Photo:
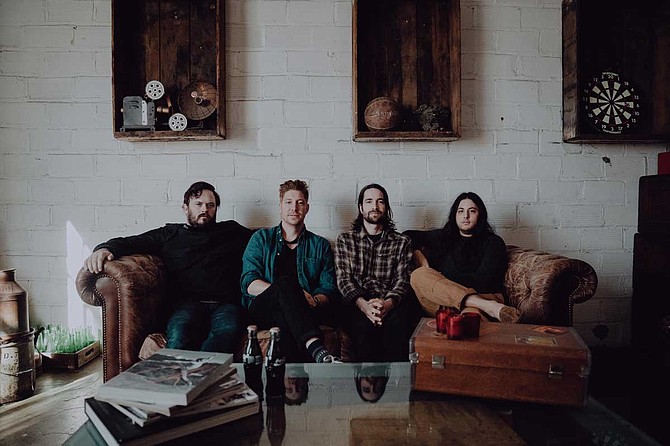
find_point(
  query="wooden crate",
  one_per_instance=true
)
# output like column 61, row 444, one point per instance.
column 629, row 38
column 411, row 52
column 176, row 42
column 71, row 360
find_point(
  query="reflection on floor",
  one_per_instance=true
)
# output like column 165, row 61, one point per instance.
column 31, row 421
column 635, row 387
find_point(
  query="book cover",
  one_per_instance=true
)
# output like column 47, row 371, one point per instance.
column 116, row 429
column 169, row 377
column 228, row 384
column 220, row 398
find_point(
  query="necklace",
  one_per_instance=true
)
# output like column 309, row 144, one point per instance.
column 292, row 242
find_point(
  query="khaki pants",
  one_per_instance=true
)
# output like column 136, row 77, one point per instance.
column 432, row 289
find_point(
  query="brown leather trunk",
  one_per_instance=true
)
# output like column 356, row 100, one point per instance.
column 519, row 362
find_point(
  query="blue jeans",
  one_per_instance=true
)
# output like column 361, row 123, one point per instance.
column 208, row 327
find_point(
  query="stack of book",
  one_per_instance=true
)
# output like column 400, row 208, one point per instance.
column 169, row 395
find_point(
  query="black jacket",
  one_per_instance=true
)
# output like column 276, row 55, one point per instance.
column 202, row 263
column 478, row 262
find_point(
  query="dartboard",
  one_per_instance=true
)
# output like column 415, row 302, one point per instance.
column 612, row 105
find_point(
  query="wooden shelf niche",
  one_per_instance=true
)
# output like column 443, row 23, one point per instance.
column 177, row 42
column 631, row 39
column 409, row 51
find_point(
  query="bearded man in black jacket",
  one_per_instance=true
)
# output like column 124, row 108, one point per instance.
column 203, row 259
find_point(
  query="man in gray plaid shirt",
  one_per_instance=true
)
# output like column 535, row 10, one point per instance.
column 372, row 265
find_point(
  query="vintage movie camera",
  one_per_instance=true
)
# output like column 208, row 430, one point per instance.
column 196, row 101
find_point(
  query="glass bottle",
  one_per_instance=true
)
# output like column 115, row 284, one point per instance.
column 275, row 368
column 252, row 358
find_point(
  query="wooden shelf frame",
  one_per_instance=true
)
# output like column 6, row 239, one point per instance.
column 175, row 42
column 411, row 52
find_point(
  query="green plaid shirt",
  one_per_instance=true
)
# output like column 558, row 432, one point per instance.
column 370, row 269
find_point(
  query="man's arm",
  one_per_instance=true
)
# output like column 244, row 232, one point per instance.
column 147, row 243
column 253, row 280
column 402, row 285
column 327, row 283
column 346, row 281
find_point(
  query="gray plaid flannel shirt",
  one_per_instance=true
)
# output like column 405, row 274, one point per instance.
column 370, row 269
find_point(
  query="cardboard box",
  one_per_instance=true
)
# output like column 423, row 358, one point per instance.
column 518, row 362
column 71, row 360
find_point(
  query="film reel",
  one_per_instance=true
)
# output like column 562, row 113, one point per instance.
column 154, row 90
column 177, row 122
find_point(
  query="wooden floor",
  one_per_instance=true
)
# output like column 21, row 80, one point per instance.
column 31, row 421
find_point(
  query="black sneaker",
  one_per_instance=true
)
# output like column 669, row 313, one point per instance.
column 331, row 359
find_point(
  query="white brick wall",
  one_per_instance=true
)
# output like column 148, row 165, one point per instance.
column 66, row 184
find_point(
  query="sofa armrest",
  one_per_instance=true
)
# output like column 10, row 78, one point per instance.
column 130, row 292
column 546, row 286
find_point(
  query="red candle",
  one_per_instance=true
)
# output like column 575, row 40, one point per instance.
column 455, row 326
column 471, row 322
column 441, row 317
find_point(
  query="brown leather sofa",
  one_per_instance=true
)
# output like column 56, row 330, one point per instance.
column 130, row 291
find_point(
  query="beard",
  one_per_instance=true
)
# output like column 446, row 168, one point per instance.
column 193, row 219
column 376, row 218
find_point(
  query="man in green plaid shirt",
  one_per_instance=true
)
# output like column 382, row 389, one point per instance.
column 372, row 265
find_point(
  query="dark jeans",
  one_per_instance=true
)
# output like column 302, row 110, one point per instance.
column 205, row 326
column 283, row 305
column 387, row 343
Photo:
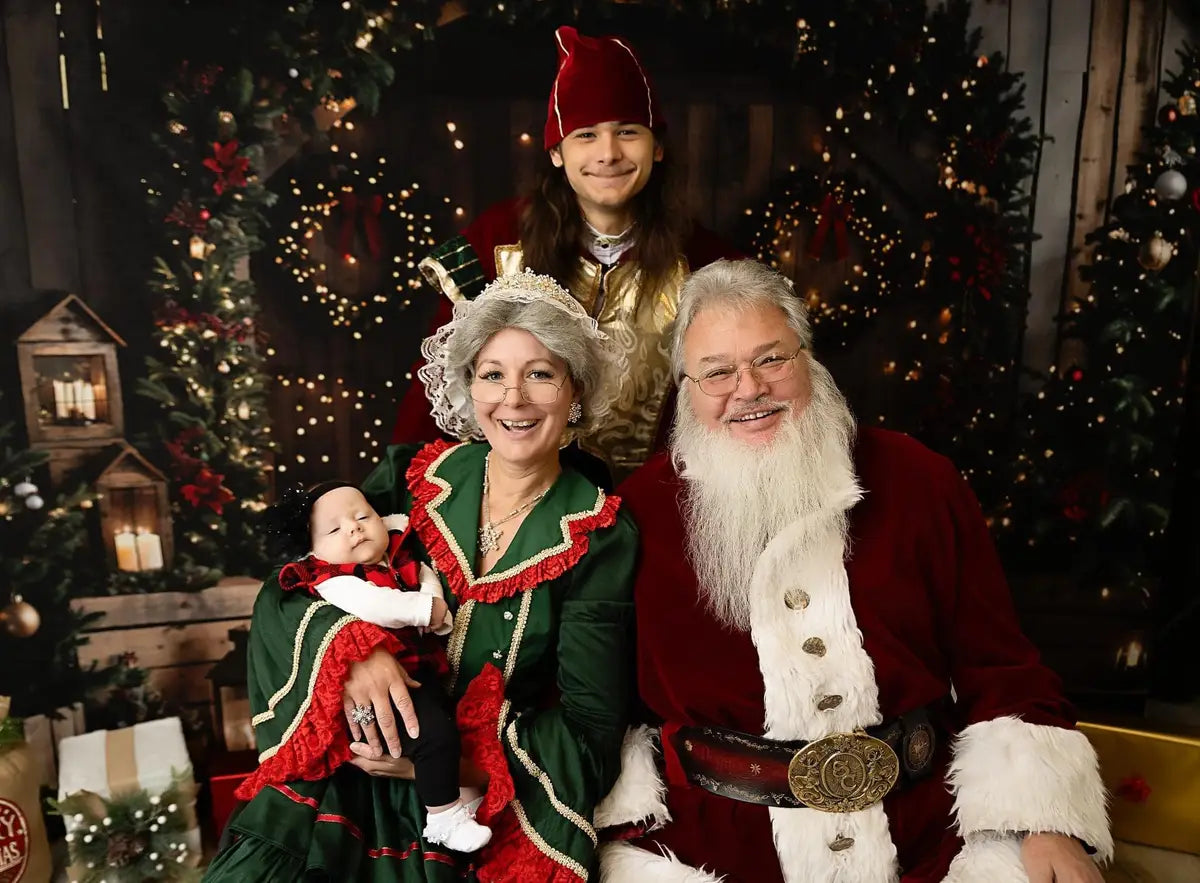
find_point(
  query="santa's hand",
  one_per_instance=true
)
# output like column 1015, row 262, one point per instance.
column 1056, row 858
column 370, row 761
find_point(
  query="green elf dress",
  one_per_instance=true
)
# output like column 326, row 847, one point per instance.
column 540, row 666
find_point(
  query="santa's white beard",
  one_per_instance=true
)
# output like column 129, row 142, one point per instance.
column 738, row 496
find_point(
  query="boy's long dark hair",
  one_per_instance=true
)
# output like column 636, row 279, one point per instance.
column 552, row 224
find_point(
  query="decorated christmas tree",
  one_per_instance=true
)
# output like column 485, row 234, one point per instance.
column 45, row 562
column 228, row 116
column 1096, row 475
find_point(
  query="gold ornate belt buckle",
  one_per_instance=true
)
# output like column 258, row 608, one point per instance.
column 843, row 773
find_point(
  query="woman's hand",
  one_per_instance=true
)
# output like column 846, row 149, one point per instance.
column 373, row 762
column 379, row 682
column 1056, row 858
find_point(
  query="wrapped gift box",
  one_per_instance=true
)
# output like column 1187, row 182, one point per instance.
column 1155, row 785
column 144, row 757
column 24, row 851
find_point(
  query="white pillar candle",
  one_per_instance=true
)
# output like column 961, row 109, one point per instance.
column 60, row 401
column 149, row 550
column 126, row 551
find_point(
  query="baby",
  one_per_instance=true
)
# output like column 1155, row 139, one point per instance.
column 345, row 553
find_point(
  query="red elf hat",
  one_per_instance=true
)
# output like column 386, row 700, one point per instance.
column 599, row 79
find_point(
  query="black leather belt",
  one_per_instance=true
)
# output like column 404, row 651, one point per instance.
column 840, row 773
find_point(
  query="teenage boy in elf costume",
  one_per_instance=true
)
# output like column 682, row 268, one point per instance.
column 607, row 221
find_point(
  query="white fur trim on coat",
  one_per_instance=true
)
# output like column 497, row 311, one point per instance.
column 809, row 556
column 988, row 859
column 399, row 521
column 640, row 794
column 624, row 863
column 1012, row 776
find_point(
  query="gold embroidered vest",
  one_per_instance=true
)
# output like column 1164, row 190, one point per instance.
column 628, row 437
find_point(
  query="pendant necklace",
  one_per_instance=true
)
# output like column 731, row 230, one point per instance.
column 489, row 534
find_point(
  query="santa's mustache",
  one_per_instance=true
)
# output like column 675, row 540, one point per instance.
column 757, row 407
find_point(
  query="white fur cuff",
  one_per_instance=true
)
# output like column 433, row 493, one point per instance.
column 624, row 863
column 991, row 859
column 1012, row 776
column 640, row 793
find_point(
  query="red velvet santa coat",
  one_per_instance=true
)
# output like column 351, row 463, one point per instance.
column 917, row 604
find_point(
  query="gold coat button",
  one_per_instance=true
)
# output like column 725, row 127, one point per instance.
column 796, row 600
column 814, row 647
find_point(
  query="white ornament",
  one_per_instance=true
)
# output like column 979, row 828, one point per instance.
column 1171, row 185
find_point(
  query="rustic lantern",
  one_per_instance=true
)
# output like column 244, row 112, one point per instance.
column 231, row 697
column 71, row 385
column 135, row 515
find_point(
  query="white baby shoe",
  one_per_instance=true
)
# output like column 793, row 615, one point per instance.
column 456, row 829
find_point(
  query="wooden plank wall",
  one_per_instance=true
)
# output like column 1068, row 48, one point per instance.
column 175, row 636
column 1092, row 71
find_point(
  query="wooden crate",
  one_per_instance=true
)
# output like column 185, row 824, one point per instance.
column 177, row 636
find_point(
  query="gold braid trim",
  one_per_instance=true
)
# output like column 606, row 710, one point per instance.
column 547, row 786
column 295, row 665
column 543, row 846
column 517, row 634
column 312, row 684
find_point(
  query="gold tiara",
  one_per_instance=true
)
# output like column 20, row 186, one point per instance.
column 533, row 282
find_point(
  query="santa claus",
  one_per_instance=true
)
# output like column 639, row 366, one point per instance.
column 827, row 638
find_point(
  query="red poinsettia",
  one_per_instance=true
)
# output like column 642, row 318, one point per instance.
column 985, row 268
column 229, row 168
column 207, row 490
column 1134, row 788
column 1083, row 496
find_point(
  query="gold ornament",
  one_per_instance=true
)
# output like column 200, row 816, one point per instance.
column 1156, row 253
column 21, row 618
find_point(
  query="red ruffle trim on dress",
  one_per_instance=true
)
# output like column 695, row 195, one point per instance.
column 513, row 858
column 479, row 727
column 447, row 562
column 322, row 742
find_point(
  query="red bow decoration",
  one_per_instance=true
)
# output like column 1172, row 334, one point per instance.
column 229, row 168
column 833, row 214
column 370, row 210
column 1134, row 788
column 207, row 491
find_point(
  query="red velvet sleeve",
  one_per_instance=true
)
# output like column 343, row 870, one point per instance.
column 994, row 667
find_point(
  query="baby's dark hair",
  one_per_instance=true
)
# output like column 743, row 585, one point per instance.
column 286, row 521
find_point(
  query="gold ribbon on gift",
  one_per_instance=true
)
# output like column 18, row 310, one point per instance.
column 121, row 767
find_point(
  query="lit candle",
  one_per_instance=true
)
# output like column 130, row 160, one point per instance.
column 149, row 550
column 60, row 401
column 88, row 401
column 126, row 551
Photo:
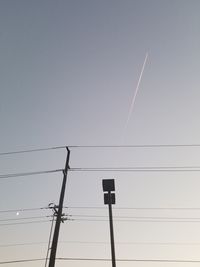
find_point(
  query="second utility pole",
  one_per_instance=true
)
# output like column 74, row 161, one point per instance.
column 59, row 214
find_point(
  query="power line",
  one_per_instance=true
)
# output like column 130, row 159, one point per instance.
column 105, row 243
column 132, row 260
column 133, row 208
column 136, row 169
column 13, row 175
column 103, row 208
column 98, row 146
column 137, row 221
column 136, row 217
column 24, row 218
column 104, row 260
column 21, row 210
column 20, row 223
column 31, row 150
column 21, row 261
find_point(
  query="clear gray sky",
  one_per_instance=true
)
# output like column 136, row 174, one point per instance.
column 69, row 70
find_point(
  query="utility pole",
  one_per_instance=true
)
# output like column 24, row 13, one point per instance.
column 59, row 213
column 109, row 199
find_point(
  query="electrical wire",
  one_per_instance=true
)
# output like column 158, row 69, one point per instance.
column 105, row 243
column 136, row 221
column 98, row 146
column 21, row 210
column 24, row 218
column 105, row 260
column 131, row 260
column 133, row 208
column 136, row 217
column 21, row 223
column 137, row 169
column 21, row 261
column 13, row 175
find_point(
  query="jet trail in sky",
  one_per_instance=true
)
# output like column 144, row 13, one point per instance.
column 136, row 91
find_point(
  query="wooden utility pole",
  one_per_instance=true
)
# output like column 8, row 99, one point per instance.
column 59, row 214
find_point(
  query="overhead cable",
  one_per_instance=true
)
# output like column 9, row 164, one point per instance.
column 13, row 175
column 98, row 146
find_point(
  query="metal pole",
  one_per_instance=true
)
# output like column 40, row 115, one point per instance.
column 59, row 214
column 111, row 230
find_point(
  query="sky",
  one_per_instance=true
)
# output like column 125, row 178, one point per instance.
column 68, row 74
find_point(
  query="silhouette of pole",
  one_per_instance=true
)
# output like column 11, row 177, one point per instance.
column 111, row 231
column 59, row 214
column 109, row 199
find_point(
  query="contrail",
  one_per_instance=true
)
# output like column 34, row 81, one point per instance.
column 136, row 91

━━━━

Problem
The answer must consist of every line from the data that contains the word "jacket".

Answer box
  query="black jacket",
  query="bearded man in black jacket",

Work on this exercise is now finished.